**Work request**
Take the entries below and print, exactly, the stretch from the line containing "x=205, y=76" through the line containing "pin the green turf", both included.

[Start of Attachment]

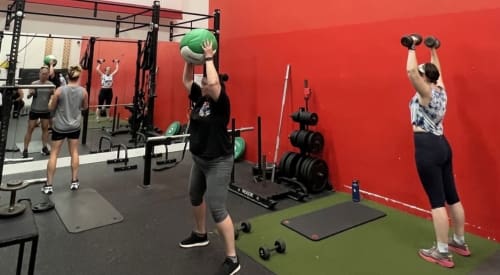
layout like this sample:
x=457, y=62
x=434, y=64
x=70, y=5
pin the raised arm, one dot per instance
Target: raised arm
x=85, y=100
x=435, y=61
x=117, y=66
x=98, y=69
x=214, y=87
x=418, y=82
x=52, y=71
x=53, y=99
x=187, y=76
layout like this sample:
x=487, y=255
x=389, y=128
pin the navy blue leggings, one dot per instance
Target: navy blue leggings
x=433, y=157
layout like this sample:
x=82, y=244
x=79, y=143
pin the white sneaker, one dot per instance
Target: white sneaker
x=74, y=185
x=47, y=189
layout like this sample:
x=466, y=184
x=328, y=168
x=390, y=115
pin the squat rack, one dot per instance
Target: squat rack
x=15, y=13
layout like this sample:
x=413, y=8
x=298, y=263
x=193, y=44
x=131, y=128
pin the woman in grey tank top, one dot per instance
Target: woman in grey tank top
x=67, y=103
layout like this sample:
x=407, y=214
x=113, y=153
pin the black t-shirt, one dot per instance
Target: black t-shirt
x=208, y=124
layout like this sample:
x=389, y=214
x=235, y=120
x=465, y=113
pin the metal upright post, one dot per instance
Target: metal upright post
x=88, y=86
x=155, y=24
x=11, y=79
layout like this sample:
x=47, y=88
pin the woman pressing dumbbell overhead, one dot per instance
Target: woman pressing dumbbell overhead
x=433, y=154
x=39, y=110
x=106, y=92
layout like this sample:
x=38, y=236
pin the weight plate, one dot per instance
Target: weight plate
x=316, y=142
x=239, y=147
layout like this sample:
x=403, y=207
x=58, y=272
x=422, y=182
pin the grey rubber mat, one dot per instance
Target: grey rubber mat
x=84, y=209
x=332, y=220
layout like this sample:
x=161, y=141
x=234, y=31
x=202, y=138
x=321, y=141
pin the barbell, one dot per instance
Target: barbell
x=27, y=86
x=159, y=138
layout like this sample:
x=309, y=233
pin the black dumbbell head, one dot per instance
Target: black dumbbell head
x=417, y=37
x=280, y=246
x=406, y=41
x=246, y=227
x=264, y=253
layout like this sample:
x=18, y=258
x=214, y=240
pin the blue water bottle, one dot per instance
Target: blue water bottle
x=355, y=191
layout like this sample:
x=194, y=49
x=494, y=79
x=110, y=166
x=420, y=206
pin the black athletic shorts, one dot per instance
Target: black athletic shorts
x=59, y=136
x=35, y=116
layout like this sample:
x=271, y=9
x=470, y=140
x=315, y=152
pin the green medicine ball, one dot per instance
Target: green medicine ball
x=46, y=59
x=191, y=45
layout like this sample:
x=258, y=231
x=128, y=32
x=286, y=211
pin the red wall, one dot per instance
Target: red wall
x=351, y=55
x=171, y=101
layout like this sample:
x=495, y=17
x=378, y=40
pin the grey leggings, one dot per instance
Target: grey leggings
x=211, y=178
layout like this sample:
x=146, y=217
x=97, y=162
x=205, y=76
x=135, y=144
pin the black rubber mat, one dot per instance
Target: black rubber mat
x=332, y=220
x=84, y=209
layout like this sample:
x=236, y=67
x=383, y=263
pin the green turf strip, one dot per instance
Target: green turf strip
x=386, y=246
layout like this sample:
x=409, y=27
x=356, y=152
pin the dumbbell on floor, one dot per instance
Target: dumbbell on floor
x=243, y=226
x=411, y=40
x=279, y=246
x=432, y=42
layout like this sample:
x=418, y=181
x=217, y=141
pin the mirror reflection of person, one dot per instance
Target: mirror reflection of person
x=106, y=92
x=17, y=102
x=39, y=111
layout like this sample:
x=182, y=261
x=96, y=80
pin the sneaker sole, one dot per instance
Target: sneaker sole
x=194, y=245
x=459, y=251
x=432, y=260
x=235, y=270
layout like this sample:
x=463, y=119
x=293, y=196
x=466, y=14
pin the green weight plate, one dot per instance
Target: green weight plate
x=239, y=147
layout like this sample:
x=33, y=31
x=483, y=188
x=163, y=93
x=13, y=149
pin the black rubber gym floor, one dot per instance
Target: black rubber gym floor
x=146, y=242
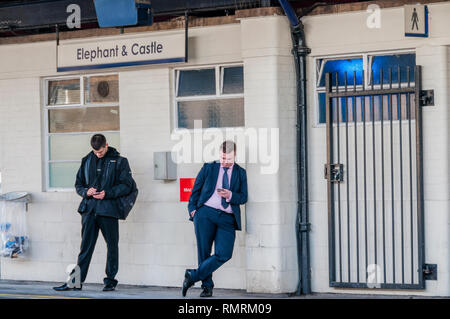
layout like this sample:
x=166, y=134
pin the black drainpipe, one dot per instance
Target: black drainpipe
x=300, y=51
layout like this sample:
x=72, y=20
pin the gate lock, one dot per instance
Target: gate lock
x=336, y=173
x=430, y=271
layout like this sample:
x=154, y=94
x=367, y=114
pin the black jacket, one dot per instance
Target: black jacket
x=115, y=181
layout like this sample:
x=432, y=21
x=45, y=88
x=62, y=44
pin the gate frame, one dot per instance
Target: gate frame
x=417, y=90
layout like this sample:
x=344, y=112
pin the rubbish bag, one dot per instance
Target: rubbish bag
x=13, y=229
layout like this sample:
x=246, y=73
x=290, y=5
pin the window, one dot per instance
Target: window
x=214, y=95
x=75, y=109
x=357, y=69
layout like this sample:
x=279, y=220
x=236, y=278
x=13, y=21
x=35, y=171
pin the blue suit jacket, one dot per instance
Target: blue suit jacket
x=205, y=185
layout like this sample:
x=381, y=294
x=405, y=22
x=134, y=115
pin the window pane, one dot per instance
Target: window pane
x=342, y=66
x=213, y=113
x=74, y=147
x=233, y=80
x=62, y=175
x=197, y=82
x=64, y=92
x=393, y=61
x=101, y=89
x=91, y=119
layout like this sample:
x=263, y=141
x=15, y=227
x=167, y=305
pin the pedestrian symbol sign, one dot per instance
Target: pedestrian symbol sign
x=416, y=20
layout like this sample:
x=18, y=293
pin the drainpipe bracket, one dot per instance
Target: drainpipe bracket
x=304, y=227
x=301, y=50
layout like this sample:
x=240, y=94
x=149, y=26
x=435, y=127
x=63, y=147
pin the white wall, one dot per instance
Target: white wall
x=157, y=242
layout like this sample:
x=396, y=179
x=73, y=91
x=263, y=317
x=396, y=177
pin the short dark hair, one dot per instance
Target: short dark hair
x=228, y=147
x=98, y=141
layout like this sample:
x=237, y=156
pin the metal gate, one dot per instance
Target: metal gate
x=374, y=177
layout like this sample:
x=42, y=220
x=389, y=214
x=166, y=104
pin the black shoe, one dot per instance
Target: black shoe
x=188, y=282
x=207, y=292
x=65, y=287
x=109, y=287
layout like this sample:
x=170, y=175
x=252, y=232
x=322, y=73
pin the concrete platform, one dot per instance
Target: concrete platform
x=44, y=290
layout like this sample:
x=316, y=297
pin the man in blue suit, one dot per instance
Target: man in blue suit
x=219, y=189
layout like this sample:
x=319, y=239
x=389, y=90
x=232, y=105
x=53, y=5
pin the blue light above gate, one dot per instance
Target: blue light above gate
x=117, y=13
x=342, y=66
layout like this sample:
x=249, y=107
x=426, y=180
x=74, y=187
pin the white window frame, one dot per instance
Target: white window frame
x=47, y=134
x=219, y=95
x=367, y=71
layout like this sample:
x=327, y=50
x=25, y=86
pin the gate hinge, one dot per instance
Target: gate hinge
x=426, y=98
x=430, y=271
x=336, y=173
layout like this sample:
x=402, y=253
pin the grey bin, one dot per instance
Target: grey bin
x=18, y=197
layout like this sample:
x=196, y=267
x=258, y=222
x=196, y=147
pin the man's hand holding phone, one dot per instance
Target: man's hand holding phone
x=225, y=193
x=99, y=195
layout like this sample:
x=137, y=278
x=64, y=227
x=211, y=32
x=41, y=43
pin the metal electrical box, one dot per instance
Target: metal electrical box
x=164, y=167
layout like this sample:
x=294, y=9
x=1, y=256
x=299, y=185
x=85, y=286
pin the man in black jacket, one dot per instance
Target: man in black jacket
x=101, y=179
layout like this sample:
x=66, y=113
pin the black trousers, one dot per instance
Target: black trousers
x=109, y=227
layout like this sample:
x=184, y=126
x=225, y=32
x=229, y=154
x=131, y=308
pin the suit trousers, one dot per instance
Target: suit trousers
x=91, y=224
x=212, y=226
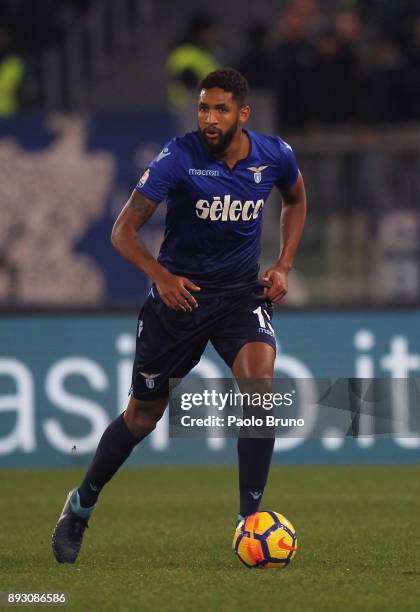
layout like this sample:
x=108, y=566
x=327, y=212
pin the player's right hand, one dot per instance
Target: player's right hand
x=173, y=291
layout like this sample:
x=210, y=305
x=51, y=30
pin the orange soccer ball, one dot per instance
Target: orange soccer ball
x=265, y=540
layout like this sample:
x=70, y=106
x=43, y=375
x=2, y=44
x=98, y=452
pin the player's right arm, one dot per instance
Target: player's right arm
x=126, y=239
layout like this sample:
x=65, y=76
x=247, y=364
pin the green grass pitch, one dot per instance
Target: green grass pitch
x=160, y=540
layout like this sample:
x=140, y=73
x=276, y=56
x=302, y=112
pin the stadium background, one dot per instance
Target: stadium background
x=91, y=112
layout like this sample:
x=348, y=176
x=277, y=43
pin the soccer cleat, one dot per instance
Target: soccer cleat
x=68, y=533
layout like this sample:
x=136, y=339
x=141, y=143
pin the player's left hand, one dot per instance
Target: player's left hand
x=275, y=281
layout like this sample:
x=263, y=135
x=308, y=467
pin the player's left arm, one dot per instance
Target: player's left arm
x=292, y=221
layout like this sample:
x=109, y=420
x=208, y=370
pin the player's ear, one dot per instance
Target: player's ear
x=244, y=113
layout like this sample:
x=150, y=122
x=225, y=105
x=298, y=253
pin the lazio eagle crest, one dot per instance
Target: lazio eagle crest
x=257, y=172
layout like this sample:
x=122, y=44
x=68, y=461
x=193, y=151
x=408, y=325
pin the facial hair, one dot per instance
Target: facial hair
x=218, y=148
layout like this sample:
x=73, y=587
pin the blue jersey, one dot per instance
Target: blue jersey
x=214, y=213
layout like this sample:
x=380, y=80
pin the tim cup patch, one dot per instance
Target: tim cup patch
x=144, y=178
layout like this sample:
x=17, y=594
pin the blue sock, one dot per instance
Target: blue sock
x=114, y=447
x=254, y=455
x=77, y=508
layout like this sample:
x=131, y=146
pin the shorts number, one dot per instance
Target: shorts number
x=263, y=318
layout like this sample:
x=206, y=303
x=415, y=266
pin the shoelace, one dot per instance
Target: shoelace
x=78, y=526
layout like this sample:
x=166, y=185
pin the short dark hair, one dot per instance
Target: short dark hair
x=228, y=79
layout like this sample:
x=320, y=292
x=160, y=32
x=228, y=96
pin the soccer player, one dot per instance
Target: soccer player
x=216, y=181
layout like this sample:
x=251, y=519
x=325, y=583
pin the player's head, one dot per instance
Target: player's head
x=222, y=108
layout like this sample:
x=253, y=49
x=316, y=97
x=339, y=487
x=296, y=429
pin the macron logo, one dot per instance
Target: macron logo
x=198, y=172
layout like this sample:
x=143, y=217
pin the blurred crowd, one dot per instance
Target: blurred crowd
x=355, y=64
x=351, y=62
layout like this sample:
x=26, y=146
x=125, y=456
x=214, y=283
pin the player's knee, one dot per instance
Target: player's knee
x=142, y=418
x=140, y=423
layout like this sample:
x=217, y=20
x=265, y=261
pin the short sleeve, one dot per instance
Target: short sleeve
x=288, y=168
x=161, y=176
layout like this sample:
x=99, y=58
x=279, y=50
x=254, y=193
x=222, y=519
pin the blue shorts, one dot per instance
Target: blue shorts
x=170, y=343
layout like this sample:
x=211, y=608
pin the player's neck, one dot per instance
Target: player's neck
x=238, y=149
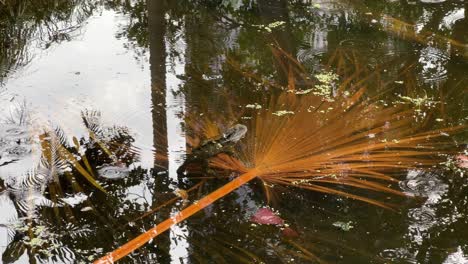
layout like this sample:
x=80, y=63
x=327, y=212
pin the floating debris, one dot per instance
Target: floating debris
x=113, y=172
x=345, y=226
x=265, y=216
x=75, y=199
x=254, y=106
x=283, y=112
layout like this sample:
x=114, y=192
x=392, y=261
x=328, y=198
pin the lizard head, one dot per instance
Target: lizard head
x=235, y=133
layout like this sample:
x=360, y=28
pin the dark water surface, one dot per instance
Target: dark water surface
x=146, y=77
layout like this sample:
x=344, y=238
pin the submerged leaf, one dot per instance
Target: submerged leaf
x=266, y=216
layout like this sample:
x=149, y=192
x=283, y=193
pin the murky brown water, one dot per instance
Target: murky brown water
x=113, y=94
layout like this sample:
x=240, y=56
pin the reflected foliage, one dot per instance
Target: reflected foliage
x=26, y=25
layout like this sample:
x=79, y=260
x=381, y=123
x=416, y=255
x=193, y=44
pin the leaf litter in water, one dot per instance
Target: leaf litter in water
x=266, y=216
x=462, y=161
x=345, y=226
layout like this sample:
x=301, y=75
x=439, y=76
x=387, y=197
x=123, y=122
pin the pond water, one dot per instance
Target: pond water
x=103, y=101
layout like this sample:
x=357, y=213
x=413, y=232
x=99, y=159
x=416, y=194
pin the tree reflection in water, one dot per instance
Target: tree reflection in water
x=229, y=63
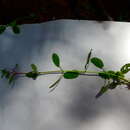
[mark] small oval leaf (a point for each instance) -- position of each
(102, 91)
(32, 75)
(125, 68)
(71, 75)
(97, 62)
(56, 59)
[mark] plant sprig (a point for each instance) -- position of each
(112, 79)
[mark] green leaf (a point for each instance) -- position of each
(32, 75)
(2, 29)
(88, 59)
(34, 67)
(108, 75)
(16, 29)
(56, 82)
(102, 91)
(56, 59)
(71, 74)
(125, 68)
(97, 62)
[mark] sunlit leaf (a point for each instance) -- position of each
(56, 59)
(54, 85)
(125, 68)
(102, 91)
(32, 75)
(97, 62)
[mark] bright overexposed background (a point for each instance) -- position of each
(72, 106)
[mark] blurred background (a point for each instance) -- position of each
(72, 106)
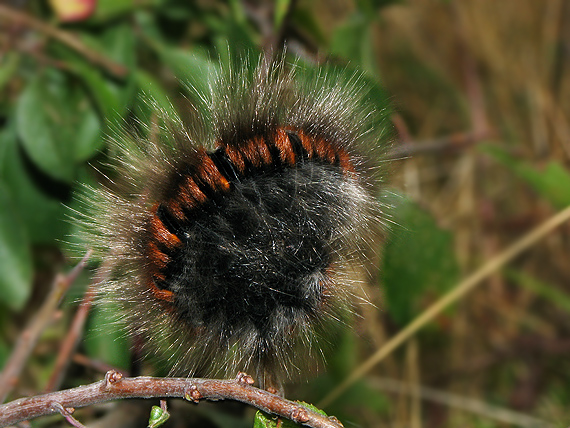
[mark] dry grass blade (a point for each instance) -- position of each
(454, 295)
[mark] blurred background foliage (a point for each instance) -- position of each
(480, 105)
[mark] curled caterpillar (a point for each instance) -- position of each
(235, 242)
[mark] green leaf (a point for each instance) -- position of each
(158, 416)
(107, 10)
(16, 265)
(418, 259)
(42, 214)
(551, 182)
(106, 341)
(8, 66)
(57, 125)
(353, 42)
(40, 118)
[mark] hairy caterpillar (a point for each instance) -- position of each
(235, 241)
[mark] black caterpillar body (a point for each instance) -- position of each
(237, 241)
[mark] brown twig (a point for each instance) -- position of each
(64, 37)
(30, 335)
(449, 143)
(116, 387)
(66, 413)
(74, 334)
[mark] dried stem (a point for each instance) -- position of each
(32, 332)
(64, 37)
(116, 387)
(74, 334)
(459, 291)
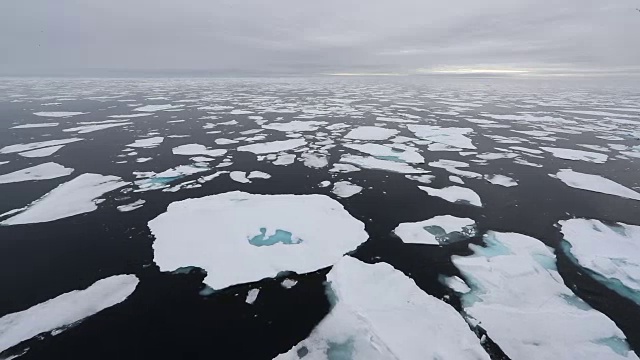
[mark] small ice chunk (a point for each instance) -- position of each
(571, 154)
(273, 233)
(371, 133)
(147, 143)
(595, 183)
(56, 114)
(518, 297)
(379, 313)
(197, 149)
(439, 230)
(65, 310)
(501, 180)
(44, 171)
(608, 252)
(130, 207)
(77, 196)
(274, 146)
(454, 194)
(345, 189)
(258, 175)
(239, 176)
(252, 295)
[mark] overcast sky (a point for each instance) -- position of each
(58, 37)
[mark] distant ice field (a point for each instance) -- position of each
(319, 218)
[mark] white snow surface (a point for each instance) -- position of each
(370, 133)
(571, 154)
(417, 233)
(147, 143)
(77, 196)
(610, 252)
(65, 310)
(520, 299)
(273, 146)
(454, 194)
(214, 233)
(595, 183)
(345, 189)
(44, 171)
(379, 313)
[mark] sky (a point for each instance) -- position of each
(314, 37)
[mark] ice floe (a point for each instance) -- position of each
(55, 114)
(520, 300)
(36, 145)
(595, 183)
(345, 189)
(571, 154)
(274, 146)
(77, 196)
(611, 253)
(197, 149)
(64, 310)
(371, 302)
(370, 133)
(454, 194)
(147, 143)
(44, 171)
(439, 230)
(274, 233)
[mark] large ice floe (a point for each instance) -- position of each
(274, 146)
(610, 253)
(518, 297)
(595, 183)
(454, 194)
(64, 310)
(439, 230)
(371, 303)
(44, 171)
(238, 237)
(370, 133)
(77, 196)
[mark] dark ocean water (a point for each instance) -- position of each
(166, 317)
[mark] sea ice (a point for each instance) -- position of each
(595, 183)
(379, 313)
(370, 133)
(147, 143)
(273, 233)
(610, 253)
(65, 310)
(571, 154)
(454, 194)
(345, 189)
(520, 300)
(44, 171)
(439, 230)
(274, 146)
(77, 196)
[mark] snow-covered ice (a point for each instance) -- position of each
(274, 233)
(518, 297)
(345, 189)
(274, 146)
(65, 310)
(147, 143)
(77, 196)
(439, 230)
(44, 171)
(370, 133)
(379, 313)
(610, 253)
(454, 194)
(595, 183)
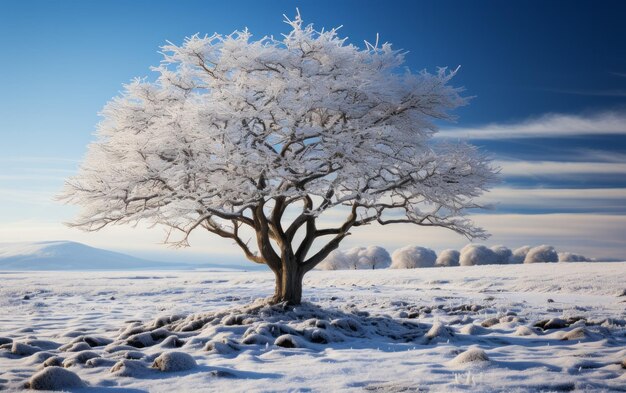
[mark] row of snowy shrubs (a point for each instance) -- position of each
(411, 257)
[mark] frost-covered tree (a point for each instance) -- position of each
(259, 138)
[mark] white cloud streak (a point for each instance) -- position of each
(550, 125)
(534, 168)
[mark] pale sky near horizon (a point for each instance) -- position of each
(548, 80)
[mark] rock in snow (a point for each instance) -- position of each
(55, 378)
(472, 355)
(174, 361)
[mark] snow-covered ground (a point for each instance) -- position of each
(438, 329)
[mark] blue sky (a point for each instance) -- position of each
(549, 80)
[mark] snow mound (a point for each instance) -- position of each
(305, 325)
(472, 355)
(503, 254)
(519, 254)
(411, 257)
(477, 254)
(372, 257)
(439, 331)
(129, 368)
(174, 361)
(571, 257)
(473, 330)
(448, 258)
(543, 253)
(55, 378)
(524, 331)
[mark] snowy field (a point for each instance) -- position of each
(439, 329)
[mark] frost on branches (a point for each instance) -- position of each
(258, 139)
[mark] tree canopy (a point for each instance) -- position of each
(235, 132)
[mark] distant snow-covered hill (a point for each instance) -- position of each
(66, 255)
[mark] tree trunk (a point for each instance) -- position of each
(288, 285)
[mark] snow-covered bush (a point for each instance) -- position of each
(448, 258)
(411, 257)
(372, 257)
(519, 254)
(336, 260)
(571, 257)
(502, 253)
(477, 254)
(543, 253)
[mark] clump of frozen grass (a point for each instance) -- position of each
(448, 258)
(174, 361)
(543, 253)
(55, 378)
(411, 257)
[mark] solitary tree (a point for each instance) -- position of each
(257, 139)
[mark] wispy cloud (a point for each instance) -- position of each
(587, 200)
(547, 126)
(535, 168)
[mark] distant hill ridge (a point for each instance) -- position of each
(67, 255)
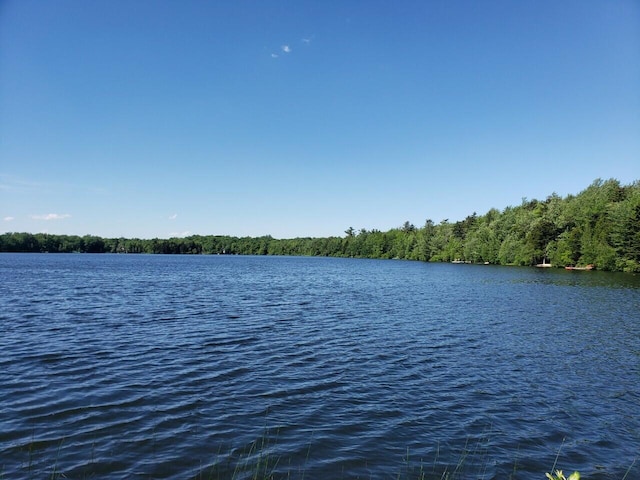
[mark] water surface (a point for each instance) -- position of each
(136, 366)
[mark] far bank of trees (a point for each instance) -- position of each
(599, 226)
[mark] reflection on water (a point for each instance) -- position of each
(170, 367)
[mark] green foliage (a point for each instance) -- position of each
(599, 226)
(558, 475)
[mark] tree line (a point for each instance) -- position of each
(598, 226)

[End of Attachment]

**Answer section**
x=205, y=76
x=135, y=144
pin the black rubber mat, one dot per instance
Target: black rubber mat
x=332, y=220
x=84, y=209
layout like this sample:
x=236, y=67
x=383, y=263
pin the green turf strip, one dot per instance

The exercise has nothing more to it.